Pedals and Probabilities: A Practical Guide to Understanding Probability (Part 1)

Abhinandhan Raghu
12 min readJul 19, 2023

In the intricate world of machine learning algorithms, probability serves as the foundational pillar. To truly decipher the mechanisms and theories of these algorithms, it’s essential to have a firm understanding of probability fundamentals. In this three-part blog series, we delve into the basics of probability and conditional probability, using the engaging context of cycling and supplemented by dynamic Python simulations.

In Part 1, we will first navigate through the basics of probability and conditional probability, highlighting their crucial role in predictions, forecasting, and quantifying uncertainty. Subsequently, we will apply these concepts to a practical scenario — assisting a cyclist in planning a trip. As we journey through this example, we’ll also introduce important concepts such as the Law of Total Probability.

So, let’s embark on this intriguing ride through the landscape of probability, where theory meets practice, and abstract concepts come to life through real-world applications and simulations. In the next part of this series, we’ll further delve into the world of probability, introducing the fascinating subject of probability distributions. We’ll explore the most common distributions and their applications in a practical context, setting the stage for even more complex scenarios in the later parts of this series. Stay tuned for this exciting journey!

Photo by Jay Miller on Unsplash

Setting the Pace: Understanding Probability

The concept of probability measures the likelihood of an event occurring. Take, for instance, a coin toss with a fair coin. The chance of the coin landing either heads or tails is 50%. In probability terms, we say that the event of the coin landing heads or event ‘H’ has a probability of 0.5, and so does event ‘T’, where the coin lands tails. Here, ‘H’ and ‘T’ represent the sample space, which is the set of all possible outcomes. If we extend this to two coin tosses, the sample space becomes {(H,H), (H,T), (T,H), (T,T)}. In the case of a fair coin, each event in this sample space has an equal likelihood of occurring, hence a probability of 0.25 or 25%.

Example 1: Weather Forecasting

We frequently encounter the application of probability in weather forecasting. For instance, suppose we want to estimate the likelihood of rain in Toronto on June 27th, 2023. To make this prediction, we can leverage historical weather data from the Environment Canada website. This extensive data provides several weather-related metrics such as daily mean temperature, total rainfall, and total snowfall.

#### SHORT PROBLEM 1:
Collect every line of the entries below that contains the string "black", treating uppercase and lowercase as different.
The probability article above and the entries that come next are unrelated to each other.

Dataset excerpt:
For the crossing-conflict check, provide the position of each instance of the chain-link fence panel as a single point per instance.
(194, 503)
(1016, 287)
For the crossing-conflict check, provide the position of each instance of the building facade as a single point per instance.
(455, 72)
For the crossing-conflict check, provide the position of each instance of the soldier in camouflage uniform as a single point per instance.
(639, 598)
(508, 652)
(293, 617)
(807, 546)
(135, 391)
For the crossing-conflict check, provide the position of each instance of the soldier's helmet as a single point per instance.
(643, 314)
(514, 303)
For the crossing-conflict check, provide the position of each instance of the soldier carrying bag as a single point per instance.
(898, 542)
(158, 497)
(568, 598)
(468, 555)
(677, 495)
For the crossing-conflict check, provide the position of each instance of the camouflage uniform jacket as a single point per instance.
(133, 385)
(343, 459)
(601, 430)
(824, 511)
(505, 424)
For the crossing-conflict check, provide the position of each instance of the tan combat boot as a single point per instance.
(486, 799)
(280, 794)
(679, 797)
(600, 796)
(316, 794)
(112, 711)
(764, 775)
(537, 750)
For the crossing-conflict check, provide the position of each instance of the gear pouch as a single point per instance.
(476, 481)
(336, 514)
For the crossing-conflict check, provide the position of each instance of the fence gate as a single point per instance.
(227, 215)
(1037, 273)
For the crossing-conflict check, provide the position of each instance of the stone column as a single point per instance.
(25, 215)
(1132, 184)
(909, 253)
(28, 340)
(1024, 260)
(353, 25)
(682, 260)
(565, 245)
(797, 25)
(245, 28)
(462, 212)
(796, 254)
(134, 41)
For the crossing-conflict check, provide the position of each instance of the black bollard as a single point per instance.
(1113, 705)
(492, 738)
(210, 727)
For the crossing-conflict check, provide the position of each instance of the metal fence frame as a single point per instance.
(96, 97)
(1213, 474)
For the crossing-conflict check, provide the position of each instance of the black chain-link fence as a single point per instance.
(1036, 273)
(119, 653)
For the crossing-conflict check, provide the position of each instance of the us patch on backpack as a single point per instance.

#### SHORT PROBLEM 2:
Transcribe the part of the probability article above between "In the intricate" and "dynamic Python simulations.", inclusive.

#### COMPLETE RESPONSE 1:
For the crossing-conflict check, provide the position of each instance of the black bollard as a single point per instance.
For the crossing-conflict check, provide the position of each instance of the black chain-link fence as a single point per instance.

#### COMPLETE RESPONSE 2:
In the intricate world of machine learning algorithms, probability serves as the foundational pillar. To truly decipher the mechanisms and theories of these algorithms, it’s essential to have a firm understanding of probability fundamentals. In this three-part blog series, we delve into the basics of probability and conditional probability, using the engaging context of cycling and supplemented by dynamic Python simulations.